D. Caro Paolo buon giorno , sono venuto a trovarti per ricordare i concerti dei Beatles in Italia. A Roma si esibirono pomeriggio e sera al Cinema Teatro Adriano in piazza Cavour, proprio di fronte al Tribunale. Sono certo che c'eri...
R. C'ero ma in realtà arrivai un pò per caso. Era il 1965 e da due anni erano esplosi ma ancora non c'era la vera e propria beatlemania, almeno a Roma. Certo se andavi al cinema a vedere i loro film trovavi le ragazzine urlanti ma non era come a Londra ovviamente e tutto finiva lì.
D. Torniamo al tuo pomeriggio all'Adriano
R. Ero con un amico in sella ad un Motom 48 e giravamo per Roma alla disperata ricerca di un 45 dei Rolling Stones che si intitolava "19th nervous breakdown"...
D. Quello con la svisata di basso di Bill Wyman
R. Esatto. Insomma nei nostri percorsi passammo davanti all'Adriano e notammo una certa folla. Visto che sapevamo del concerto ci siamo fermati e dato che i biglietti c'erano siamo entrati. Comunque a proposito degli Stones devo dire che loro ci colpivano molto perchè erano veramente selvaggi. Al Teatro c'era ressa ma in fondo sopportabile. L'atmosfera a Roma non era certo di frenetica attesa per l'evento storico, per quello c'era il Papa a poca distanza, non erano tempi. I giornali non ne parlarono molto e quelli che lo fecero scrissero che eravamo dei capelloni zozzi e sospetti. Noi (Il Messaggero n.d.r.) ne parlammo anche più degli altri. Ricordo che per Ciao 2001 li intervistò un giovane e magro Gianni Minà già allora con i baffi da castorino. Ad ogni modo tra le cose divertenti ricordo che entrando abbiamo incontrato dei compagni di scuola e uno di questi era un tipetto particolare, sveglio e con notevole faccia tosta. Bè, durante il concerto ad un certo punto parte di corsa e sale sul palco dalla destra, si avvicina a John Lennon, l'unico col cappello, quello a visiera, glielo porta via e solo perchè era il 1965 e non esisteva servizio d'ordine se la cavò.
D. Adesso lo avrebbero fatto nero
R. A quello abbiamo pensato noi. Subito dopo siamo andati tutti in bagno e invidiosi lo abbiamo gonfiato di botte, non so come si sia rialzato. Fatto sta che il giorno dopo arriva a scuola pesto e gonfio come una zampogna ma sfoggiando il cappelletto di uno dei Beatles. Era l'eroe del giorno, mi pare si chiamasse Nicosia.

#### Il problema:
Riscrivi per favore il tratto dell'intervista sul concerto romano da "D. Caro Paolo" fino a "tutto finiva lì.", rinominando "Beatles" in "Fab Four".

#### Righe del dataset:
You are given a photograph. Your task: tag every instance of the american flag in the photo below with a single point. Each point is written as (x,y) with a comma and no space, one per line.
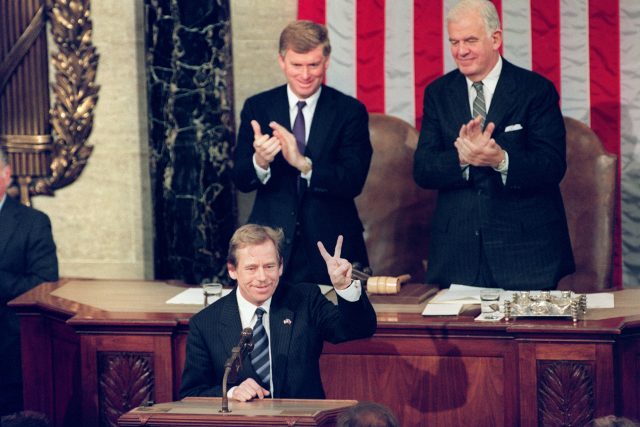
(385,52)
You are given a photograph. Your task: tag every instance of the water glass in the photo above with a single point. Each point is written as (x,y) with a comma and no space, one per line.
(490,303)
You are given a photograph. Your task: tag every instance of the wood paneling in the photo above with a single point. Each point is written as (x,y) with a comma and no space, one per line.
(436,371)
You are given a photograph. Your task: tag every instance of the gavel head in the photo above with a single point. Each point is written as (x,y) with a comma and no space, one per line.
(383,285)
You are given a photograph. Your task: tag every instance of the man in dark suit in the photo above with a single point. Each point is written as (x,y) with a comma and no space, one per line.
(499,219)
(296,319)
(27,258)
(306,183)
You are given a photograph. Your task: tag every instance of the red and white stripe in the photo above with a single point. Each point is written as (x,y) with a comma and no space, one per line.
(386,51)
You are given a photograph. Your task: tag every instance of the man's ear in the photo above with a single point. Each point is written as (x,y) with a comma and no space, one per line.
(281,61)
(232,271)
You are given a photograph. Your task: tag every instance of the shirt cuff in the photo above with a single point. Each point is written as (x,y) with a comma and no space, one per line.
(230,392)
(307,175)
(352,292)
(503,168)
(263,174)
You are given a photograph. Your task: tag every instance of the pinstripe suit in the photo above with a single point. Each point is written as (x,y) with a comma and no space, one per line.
(520,227)
(295,346)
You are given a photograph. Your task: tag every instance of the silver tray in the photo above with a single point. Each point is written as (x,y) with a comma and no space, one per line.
(545,304)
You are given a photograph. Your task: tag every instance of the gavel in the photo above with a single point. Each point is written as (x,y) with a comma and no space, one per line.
(382,285)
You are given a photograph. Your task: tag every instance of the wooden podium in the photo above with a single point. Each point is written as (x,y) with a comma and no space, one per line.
(204,411)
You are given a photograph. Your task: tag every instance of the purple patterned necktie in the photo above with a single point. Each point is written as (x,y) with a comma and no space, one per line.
(299,127)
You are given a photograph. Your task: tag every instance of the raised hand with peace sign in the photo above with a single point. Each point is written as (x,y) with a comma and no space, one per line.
(339,269)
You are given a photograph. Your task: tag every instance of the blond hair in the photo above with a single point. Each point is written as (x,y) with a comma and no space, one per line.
(303,36)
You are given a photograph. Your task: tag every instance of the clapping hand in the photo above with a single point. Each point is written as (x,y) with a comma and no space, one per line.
(339,269)
(289,146)
(266,147)
(476,146)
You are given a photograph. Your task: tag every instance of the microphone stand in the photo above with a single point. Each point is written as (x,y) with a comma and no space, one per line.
(234,363)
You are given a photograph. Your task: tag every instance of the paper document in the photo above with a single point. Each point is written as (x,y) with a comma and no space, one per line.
(600,300)
(449,309)
(193,296)
(458,294)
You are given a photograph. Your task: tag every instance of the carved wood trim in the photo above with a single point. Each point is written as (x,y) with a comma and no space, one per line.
(125,381)
(565,393)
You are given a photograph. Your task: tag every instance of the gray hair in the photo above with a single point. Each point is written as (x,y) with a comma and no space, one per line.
(486,9)
(251,235)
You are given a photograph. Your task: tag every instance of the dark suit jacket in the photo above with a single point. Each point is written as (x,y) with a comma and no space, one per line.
(27,258)
(340,150)
(295,345)
(521,225)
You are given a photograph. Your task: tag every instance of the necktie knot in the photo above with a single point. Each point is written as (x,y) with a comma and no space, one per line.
(479,106)
(260,352)
(299,128)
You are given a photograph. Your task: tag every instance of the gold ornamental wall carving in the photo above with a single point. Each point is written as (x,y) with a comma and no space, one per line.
(48,150)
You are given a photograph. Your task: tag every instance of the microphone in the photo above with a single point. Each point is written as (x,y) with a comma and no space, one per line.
(234,363)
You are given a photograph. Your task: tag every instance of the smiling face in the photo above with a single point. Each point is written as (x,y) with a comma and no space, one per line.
(475,51)
(257,271)
(304,71)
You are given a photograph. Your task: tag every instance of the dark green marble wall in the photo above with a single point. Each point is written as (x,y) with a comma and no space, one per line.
(191,133)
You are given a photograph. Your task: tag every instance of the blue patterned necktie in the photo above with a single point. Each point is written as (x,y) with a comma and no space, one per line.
(299,129)
(260,353)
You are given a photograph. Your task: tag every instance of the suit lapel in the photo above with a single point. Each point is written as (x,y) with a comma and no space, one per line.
(281,321)
(323,118)
(8,223)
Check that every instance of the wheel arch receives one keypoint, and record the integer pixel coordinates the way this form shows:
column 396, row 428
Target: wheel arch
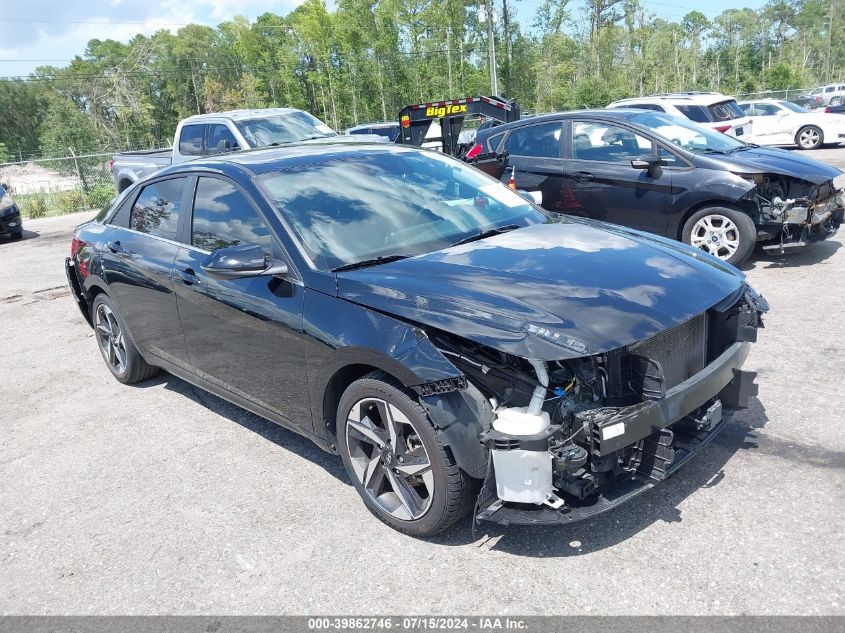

#### Risposta completa:
D. Caro Paolo buon giorno , sono venuto a trovarti per ricordare i concerti dei Fab Four in Italia. A Roma si esibirono pomeriggio e sera al Cinema Teatro Adriano in piazza Cavour, proprio di fronte al Tribunale. Sono certo che c'eri...
R. C'ero ma in realtà arrivai un pò per caso. Era il 1965 e da due anni erano esplosi ma ancora non c'era la vera e propria beatlemania, almeno a Roma. Certo se andavi al cinema a vedere i loro film trovavi le ragazzine urlanti ma non era come a Londra ovviamente e tutto finiva lì.